Below are some records. Repeat exactly the lines from the one containing "Expected: one point per instance of the window sill, reported" through the final line.
[Task data Boundary: Start]
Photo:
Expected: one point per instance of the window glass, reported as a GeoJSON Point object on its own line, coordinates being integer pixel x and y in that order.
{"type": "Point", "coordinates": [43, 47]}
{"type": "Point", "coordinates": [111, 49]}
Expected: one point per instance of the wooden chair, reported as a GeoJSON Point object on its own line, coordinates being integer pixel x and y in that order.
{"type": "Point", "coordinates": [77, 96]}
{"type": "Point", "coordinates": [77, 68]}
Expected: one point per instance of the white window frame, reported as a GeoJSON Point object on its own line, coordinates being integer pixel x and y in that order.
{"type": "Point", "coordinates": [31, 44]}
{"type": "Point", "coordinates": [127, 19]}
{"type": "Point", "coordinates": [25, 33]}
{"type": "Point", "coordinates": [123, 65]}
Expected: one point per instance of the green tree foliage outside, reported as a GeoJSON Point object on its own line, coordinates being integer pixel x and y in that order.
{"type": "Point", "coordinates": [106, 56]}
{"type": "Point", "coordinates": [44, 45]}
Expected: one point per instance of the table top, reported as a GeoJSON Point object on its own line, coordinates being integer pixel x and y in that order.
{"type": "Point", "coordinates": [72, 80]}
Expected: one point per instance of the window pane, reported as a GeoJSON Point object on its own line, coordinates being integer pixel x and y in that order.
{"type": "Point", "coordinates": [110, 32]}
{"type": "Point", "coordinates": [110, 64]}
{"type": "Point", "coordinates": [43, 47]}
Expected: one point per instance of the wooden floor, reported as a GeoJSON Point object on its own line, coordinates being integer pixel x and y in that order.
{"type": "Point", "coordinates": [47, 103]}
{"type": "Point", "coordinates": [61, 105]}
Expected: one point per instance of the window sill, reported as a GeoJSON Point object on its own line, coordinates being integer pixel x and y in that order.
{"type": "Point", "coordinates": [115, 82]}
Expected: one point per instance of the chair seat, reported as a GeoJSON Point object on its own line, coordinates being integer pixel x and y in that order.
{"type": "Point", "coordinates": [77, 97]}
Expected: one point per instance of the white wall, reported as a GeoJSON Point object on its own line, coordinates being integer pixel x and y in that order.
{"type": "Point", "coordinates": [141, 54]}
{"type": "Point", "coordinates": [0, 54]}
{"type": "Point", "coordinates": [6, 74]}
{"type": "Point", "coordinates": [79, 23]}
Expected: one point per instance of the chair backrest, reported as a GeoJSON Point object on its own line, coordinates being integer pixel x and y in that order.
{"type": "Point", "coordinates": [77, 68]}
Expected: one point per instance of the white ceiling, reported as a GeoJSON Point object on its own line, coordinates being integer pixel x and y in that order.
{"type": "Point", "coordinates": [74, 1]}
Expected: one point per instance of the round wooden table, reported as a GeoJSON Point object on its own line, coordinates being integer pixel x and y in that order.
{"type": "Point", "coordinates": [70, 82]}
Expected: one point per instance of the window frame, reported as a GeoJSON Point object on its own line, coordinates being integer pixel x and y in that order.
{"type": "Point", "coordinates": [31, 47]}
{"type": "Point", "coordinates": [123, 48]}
[Task data Boundary: End]
Expected answer>
Expected: one point per instance of the window sill, reported as a GeoJSON Point object on its own line, coordinates being integer pixel x and y in that order.
{"type": "Point", "coordinates": [115, 82]}
Expected: one point per instance of the chair seat, reported as a GeoJSON Point object on its own line, coordinates being integer pixel x and y in that order.
{"type": "Point", "coordinates": [77, 97]}
Expected: one point per instance of the white wall, reported as a GeoJSON Point object on its own line, coordinates being integer pixel x and y in that order.
{"type": "Point", "coordinates": [141, 54]}
{"type": "Point", "coordinates": [0, 54]}
{"type": "Point", "coordinates": [6, 74]}
{"type": "Point", "coordinates": [79, 23]}
Expected: one point per instance of the chair backrest, reported as a GeoJSON Point object on its own line, coordinates being integer pixel x and y in that order.
{"type": "Point", "coordinates": [77, 68]}
Expected: one point per instance of the white ceiling, reported as a GeoJSON Point object on its own line, coordinates being integer pixel x and y in that order.
{"type": "Point", "coordinates": [74, 1]}
Expected: one point per instance of the round wooden table, reported as a GeoJSON Point object on its own line, coordinates being integer pixel x and y in that order.
{"type": "Point", "coordinates": [70, 82]}
Expected: one point per instance of the window frame, reported as a GeoJSON Point object on its own line, coordinates being integer pixel x and y in that order.
{"type": "Point", "coordinates": [31, 47]}
{"type": "Point", "coordinates": [123, 48]}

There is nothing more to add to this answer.